◆ Problem to work on: Please output the data below verbatim, line for line, with no changes.

◆ Extracted records:
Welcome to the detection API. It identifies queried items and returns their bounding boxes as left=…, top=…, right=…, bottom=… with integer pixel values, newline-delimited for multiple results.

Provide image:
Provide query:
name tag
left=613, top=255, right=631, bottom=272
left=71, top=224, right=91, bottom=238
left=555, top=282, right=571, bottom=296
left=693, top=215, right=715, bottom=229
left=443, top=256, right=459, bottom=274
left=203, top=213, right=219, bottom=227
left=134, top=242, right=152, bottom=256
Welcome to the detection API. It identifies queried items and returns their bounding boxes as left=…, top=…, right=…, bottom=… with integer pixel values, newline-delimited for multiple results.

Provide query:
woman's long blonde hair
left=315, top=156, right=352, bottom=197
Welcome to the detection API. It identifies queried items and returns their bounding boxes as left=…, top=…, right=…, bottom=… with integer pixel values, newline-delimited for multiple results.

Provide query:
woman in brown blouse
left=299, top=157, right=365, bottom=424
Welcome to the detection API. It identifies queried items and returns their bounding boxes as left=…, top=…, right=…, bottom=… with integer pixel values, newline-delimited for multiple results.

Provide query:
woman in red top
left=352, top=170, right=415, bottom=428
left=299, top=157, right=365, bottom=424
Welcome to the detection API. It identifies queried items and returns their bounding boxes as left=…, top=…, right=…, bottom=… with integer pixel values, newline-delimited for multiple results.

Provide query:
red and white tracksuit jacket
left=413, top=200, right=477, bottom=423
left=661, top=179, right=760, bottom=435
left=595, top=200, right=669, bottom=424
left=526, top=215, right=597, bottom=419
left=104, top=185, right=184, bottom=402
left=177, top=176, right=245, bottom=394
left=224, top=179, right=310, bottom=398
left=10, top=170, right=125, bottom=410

◆ Exercise response:
Welcome to the detection API. It identifies queried items and returns their bounding boxes as left=…, top=…, right=…, bottom=… with integer pixel values, newline-delimited for multiple results.

Provide image:
Provide query:
name tag
left=613, top=255, right=631, bottom=272
left=71, top=224, right=91, bottom=238
left=555, top=282, right=571, bottom=296
left=693, top=215, right=715, bottom=229
left=443, top=256, right=459, bottom=274
left=203, top=213, right=219, bottom=227
left=134, top=242, right=152, bottom=256
Welcome to the detection API. It identifies queried items and returns their bounding boxes as left=…, top=…, right=…, bottom=… with integer pixel values, newline-delimited for multiple results.

Provide query:
woman's long blonde hair
left=315, top=156, right=352, bottom=197
Welcome to the detection API. It identifies queried items and returns their bounding boxes as left=…, top=…, right=…, bottom=… with integer pixel values, newline-delimited for multiple results.

Provide query:
woman in brown blouse
left=299, top=157, right=365, bottom=424
Welcome to the detection API. It identifies queried items and returns their bounding boxes as left=…, top=…, right=…, bottom=… with integer pixel values, newline-delimited for multiple results.

Provide query:
woman in red top
left=352, top=170, right=415, bottom=428
left=299, top=157, right=365, bottom=424
Welcome to the detection API. It identifies queried items and returns their bounding boxes as left=…, top=…, right=…, bottom=… with integer pixel values, newline-delimited for multiple results.

Provide query:
red and white tracksuit jacket
left=413, top=200, right=477, bottom=423
left=661, top=179, right=760, bottom=435
left=595, top=200, right=669, bottom=424
left=526, top=215, right=597, bottom=419
left=104, top=185, right=184, bottom=402
left=177, top=176, right=245, bottom=394
left=224, top=179, right=310, bottom=398
left=10, top=170, right=125, bottom=410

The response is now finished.